Data entries
═══

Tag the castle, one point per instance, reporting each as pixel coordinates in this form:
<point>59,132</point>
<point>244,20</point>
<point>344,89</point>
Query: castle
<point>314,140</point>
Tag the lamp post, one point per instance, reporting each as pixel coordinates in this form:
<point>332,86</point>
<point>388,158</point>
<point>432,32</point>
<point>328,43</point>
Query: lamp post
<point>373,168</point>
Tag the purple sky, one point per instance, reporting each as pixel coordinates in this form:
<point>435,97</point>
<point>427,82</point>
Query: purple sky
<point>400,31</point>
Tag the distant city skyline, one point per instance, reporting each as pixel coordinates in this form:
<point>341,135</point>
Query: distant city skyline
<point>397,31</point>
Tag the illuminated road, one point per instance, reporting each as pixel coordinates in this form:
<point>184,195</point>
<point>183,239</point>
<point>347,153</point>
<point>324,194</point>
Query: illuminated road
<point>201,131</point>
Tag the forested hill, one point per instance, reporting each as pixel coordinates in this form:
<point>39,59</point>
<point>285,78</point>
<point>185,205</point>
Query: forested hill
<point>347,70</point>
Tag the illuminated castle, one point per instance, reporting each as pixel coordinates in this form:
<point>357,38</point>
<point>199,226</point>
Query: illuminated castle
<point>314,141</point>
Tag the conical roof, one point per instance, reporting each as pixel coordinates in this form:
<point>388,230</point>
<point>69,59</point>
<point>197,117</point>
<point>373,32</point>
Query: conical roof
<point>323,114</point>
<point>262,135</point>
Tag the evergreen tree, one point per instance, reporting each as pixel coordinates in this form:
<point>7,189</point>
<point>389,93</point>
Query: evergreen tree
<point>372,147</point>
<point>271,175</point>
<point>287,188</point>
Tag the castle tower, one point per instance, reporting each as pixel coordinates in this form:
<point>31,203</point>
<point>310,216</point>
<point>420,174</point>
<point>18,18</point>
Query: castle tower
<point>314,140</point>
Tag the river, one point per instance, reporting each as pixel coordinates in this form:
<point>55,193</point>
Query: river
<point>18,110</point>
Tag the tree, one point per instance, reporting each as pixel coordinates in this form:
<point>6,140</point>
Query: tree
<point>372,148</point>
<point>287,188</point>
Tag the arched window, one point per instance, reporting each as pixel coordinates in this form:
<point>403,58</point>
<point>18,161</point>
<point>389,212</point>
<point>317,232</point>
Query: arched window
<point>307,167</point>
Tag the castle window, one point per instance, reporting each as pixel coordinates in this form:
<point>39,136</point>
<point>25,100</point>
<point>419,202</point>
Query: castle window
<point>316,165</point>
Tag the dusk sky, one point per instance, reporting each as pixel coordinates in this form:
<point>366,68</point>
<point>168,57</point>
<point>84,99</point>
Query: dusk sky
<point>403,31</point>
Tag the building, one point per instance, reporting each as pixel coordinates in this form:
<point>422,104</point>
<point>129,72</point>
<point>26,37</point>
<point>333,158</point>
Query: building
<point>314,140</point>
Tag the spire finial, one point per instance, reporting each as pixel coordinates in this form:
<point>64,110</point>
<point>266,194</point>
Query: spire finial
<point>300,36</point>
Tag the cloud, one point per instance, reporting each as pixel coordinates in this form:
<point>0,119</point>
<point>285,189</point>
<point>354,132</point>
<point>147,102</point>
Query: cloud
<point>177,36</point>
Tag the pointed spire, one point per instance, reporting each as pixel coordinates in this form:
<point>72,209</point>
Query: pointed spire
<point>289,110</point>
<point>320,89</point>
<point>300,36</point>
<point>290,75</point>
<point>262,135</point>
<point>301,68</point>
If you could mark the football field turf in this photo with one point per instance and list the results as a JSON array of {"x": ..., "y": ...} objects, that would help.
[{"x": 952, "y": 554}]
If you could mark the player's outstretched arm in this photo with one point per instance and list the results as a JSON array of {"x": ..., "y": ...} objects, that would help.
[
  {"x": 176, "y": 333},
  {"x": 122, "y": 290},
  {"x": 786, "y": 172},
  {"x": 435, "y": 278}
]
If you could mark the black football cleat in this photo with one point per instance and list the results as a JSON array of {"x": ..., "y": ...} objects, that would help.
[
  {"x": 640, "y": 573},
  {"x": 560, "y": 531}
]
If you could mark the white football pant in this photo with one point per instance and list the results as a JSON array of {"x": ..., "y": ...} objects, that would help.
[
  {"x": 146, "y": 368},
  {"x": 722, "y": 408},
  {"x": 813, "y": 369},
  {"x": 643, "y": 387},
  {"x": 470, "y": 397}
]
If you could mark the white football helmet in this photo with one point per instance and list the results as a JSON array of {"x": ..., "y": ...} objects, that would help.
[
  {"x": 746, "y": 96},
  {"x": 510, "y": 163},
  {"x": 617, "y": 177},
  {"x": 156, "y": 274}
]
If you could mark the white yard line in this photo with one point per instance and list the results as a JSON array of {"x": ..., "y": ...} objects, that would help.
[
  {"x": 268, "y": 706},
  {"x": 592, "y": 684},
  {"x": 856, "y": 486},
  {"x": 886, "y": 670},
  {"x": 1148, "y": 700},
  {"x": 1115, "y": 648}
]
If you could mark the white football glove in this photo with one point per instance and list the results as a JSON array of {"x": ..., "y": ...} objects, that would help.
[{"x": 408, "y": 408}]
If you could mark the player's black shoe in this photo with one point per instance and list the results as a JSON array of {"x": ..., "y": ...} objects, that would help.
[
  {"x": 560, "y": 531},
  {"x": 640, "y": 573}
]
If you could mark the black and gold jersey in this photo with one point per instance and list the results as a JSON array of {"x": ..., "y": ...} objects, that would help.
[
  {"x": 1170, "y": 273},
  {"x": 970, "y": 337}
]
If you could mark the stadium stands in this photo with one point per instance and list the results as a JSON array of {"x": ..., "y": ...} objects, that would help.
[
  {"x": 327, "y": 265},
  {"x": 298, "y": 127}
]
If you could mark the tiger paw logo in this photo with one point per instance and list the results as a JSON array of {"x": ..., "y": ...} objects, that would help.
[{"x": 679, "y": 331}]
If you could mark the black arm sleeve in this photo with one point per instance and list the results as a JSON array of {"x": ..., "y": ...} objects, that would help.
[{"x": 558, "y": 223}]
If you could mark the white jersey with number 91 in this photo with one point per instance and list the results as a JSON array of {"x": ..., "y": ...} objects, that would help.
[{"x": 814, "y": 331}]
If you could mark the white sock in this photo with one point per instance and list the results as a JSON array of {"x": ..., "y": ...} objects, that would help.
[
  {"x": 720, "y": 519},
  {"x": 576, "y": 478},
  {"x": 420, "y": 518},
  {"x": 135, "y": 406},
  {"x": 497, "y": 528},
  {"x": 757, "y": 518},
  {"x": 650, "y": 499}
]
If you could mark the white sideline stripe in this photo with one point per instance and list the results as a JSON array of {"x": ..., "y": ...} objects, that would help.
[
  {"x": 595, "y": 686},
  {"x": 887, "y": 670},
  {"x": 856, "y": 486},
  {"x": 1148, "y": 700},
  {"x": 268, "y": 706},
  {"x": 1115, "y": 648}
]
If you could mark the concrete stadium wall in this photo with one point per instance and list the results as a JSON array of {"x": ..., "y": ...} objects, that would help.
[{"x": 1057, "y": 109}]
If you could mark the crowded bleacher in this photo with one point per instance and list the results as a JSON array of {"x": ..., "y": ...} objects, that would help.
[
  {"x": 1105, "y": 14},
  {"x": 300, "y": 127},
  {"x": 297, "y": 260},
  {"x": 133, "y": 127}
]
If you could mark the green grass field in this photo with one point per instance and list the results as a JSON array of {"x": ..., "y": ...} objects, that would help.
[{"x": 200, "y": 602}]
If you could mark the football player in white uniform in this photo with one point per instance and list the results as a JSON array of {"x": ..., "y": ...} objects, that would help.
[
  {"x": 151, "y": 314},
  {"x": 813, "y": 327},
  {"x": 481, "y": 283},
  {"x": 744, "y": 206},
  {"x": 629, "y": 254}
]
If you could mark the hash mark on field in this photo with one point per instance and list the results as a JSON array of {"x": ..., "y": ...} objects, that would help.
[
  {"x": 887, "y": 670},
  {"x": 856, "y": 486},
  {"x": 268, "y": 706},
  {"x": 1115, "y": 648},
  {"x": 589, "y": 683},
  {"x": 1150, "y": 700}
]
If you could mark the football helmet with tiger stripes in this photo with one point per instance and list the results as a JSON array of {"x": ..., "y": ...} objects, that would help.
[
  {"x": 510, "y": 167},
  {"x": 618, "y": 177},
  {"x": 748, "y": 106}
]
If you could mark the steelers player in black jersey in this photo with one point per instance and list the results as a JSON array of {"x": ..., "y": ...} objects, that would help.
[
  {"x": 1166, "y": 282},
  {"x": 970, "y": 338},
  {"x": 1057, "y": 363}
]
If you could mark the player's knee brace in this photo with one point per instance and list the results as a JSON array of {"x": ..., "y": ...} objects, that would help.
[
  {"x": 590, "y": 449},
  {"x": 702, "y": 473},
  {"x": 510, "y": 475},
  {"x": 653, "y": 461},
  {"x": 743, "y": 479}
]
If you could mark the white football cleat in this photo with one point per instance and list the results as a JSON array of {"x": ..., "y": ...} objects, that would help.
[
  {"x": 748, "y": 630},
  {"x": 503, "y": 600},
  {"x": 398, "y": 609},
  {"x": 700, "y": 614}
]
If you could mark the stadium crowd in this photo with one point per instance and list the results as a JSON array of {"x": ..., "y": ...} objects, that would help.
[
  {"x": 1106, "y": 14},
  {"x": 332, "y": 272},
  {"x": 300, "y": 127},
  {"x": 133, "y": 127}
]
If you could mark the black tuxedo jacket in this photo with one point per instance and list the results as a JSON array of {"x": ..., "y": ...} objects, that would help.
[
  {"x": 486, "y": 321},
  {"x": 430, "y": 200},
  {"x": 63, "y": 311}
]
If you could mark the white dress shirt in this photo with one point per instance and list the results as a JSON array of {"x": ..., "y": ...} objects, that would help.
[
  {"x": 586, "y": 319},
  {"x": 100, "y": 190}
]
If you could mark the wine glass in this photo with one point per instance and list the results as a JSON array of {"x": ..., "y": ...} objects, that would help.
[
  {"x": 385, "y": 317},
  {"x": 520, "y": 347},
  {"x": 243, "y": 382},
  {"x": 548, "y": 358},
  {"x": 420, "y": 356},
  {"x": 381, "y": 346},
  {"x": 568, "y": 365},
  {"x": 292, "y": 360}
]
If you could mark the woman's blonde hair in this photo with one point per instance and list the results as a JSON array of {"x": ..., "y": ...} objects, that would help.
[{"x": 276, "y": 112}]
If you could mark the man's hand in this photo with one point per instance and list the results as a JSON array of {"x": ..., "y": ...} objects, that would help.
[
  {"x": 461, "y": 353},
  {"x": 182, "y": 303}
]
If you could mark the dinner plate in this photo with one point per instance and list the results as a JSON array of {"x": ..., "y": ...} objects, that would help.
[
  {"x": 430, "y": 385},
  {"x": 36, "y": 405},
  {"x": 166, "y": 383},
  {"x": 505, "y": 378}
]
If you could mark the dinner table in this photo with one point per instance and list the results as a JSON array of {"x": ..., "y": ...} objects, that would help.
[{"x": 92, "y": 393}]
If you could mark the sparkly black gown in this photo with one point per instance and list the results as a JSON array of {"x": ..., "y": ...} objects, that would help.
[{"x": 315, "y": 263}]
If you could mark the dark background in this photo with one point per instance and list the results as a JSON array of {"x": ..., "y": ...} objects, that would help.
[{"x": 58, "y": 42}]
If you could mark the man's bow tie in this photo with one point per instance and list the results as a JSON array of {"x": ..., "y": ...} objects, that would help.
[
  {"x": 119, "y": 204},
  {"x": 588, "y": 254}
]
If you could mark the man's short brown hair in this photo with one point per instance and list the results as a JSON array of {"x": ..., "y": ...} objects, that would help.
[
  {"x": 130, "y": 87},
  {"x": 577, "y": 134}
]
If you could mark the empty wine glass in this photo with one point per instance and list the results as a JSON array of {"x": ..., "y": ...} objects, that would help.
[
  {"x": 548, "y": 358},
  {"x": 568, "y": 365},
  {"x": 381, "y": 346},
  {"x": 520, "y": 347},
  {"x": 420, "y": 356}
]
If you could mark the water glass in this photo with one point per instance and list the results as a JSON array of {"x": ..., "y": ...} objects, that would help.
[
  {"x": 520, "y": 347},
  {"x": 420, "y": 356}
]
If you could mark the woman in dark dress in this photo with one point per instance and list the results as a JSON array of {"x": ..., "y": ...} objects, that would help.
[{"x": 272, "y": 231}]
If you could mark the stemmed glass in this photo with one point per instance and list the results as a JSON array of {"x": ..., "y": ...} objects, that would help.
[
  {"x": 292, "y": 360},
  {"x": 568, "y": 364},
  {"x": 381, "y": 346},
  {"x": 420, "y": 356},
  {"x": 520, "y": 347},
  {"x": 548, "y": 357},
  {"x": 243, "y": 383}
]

═══

Could you retype the stretch of rows from the line containing "Tag the purple" through the line containing "<point>400,31</point>", keeping every character the same?

=== Output below ===
Tag the purple sky, one point per instance, reporting each as pixel coordinates in this form:
<point>435,97</point>
<point>427,82</point>
Query: purple sky
<point>400,31</point>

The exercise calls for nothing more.